*OBJECTIVE:* Render the data, from its beginning through the line containing "point(54, 13)", as a two-column CSV headed input,output. Give one row per item, with its text and its answer each in a single quoted field and line breaks changed to spaces.

Location identification items
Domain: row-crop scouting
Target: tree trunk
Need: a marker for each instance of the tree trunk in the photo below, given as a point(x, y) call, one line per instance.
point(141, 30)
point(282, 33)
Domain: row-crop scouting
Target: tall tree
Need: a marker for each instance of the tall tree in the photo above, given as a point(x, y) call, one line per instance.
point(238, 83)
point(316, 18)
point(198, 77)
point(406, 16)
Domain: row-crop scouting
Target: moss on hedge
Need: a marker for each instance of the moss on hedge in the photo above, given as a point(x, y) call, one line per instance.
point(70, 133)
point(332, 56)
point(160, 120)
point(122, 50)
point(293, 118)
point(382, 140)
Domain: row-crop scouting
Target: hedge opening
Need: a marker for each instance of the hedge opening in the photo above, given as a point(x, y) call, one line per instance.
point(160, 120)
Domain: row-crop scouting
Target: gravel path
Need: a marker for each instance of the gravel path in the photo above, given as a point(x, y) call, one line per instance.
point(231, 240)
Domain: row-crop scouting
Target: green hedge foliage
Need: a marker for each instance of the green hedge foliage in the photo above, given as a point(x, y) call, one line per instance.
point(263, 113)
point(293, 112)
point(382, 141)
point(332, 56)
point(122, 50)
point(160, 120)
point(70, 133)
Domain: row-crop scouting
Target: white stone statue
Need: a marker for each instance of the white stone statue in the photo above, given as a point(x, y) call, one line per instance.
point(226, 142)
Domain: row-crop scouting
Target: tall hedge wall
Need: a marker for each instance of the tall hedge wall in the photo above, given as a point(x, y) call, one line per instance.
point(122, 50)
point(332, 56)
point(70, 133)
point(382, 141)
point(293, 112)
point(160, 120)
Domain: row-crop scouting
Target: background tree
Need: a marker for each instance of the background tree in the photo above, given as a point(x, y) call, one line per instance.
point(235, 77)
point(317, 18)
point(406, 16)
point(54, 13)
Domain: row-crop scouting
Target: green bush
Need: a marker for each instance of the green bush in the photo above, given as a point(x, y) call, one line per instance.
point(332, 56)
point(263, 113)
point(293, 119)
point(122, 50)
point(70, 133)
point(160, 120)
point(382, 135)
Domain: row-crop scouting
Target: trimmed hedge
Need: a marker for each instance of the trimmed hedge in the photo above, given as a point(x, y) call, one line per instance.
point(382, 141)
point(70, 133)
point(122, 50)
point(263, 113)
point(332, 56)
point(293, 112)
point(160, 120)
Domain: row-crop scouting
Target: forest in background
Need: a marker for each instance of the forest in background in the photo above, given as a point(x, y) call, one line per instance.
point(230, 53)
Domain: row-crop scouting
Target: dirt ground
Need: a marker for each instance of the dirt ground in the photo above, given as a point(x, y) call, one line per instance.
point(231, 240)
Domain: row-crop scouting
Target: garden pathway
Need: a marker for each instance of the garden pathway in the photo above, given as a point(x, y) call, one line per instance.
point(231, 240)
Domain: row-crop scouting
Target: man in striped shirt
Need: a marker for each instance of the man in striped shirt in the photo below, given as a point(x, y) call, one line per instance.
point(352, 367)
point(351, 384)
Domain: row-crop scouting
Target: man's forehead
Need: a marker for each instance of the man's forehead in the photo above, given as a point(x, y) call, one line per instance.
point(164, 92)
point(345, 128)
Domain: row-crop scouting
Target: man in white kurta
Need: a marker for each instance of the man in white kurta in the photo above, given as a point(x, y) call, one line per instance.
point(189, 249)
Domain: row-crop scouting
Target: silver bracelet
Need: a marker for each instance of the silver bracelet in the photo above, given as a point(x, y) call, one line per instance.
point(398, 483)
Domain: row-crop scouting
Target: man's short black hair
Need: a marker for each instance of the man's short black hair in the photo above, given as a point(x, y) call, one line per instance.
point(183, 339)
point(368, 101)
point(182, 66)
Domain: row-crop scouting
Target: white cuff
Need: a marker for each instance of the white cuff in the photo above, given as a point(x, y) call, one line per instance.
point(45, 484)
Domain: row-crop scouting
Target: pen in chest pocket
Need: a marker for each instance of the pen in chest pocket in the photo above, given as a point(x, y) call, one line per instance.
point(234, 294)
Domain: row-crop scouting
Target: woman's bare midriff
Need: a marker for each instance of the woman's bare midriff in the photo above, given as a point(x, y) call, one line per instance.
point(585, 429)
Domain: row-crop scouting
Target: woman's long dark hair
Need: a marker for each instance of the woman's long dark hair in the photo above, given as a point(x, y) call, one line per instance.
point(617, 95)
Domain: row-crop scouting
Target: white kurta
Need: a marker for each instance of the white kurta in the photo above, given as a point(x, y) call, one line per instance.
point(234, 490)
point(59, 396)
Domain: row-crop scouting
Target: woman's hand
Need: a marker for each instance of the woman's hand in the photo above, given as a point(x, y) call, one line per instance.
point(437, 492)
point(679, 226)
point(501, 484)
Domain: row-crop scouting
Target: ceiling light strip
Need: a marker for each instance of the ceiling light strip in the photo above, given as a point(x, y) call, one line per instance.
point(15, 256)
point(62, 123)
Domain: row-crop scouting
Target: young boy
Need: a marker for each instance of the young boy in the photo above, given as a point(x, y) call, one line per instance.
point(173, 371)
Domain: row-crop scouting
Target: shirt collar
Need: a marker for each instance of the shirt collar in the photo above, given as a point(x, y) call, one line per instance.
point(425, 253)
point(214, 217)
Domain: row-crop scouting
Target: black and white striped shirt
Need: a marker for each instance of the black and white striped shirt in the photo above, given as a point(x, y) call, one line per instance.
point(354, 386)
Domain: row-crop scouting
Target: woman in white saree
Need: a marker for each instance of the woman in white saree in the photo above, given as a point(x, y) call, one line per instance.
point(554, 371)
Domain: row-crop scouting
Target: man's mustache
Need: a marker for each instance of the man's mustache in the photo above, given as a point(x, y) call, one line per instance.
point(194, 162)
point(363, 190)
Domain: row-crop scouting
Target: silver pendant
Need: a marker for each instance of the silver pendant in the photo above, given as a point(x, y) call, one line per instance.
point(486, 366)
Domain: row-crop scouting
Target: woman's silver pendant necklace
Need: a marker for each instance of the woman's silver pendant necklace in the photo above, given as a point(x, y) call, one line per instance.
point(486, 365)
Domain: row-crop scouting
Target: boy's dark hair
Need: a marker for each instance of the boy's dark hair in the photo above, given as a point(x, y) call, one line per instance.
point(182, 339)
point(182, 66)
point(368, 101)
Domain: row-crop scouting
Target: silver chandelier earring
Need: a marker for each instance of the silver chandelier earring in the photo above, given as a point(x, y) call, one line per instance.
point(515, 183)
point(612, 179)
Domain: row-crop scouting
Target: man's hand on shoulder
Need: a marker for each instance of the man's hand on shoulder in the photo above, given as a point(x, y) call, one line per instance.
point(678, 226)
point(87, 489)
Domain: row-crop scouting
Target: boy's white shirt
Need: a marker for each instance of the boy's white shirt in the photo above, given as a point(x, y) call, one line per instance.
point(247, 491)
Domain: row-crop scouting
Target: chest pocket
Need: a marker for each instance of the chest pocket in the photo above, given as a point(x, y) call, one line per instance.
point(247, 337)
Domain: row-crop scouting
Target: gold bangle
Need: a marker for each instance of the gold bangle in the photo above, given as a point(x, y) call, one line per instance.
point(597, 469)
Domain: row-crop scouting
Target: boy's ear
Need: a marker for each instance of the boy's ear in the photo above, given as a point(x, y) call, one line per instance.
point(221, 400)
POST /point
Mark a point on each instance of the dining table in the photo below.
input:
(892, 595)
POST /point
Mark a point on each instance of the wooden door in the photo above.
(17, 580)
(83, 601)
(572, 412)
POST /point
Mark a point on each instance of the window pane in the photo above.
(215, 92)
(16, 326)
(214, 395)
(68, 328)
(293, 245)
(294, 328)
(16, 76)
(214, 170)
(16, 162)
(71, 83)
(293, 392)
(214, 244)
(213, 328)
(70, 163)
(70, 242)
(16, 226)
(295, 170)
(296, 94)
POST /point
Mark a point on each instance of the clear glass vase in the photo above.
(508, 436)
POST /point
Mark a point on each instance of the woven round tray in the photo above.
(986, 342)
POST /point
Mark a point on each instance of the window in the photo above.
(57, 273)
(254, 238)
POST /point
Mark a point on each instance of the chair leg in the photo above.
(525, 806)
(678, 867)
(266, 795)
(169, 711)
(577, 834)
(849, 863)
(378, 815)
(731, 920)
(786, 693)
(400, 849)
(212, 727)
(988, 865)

*WRITTEN SOLUTION:*
input,output
"Domain: row-crop scouting Target: tree trunk Need: a marker for each instance of the tree trunk in the photo below, given as a point(x, y) call, one line per instance.","point(141, 30) point(282, 33)"
"Domain: row-crop scouting Target: tall tree Need: a marker for each instance of the tall tree in the photo above, given as a point(x, y) call, one line per instance.","point(238, 83) point(316, 18) point(198, 77) point(406, 16)"
"Domain: row-crop scouting Target: moss on hedge Need: a marker for each instance of the moss on hedge in the photo above, given as a point(x, y) call, one line per instance.","point(70, 133) point(332, 56) point(160, 120) point(122, 50) point(293, 118) point(382, 140)"
"Domain: row-crop scouting Target: hedge opening Need: a marker for each instance of the hedge opening in the photo above, given as a point(x, y) call, one line per instance.","point(160, 120)"
"Domain: row-crop scouting Target: gravel path Need: a marker for each instance of the gravel path in the photo above, given as a point(x, y) call, one line per instance.","point(231, 240)"
"Domain: row-crop scouting Target: green hedge foliage Need: a marker for each instance of the green hedge foliage in the photo above, given as a point(x, y) call, one line per instance.","point(263, 113) point(293, 112) point(382, 141) point(332, 56) point(122, 50) point(160, 120) point(70, 133)"
"Domain: row-crop scouting Target: white stone statue Need: a marker for each instance of the white stone statue in the photo above, given as a point(x, y) call, one line per instance.","point(226, 142)"
"Domain: row-crop scouting Target: tall hedge wall Need: a marker for each instance of the tall hedge wall in the photo above, given as a point(x, y) call, one line per instance.","point(122, 50) point(332, 56) point(70, 133) point(382, 141) point(293, 112) point(160, 120)"
"Domain: row-crop scouting Target: background tree Need: a marker for each instance of the background tree in the photo above, given as a point(x, y) call, one line per instance.","point(235, 77) point(317, 18) point(406, 16) point(54, 13)"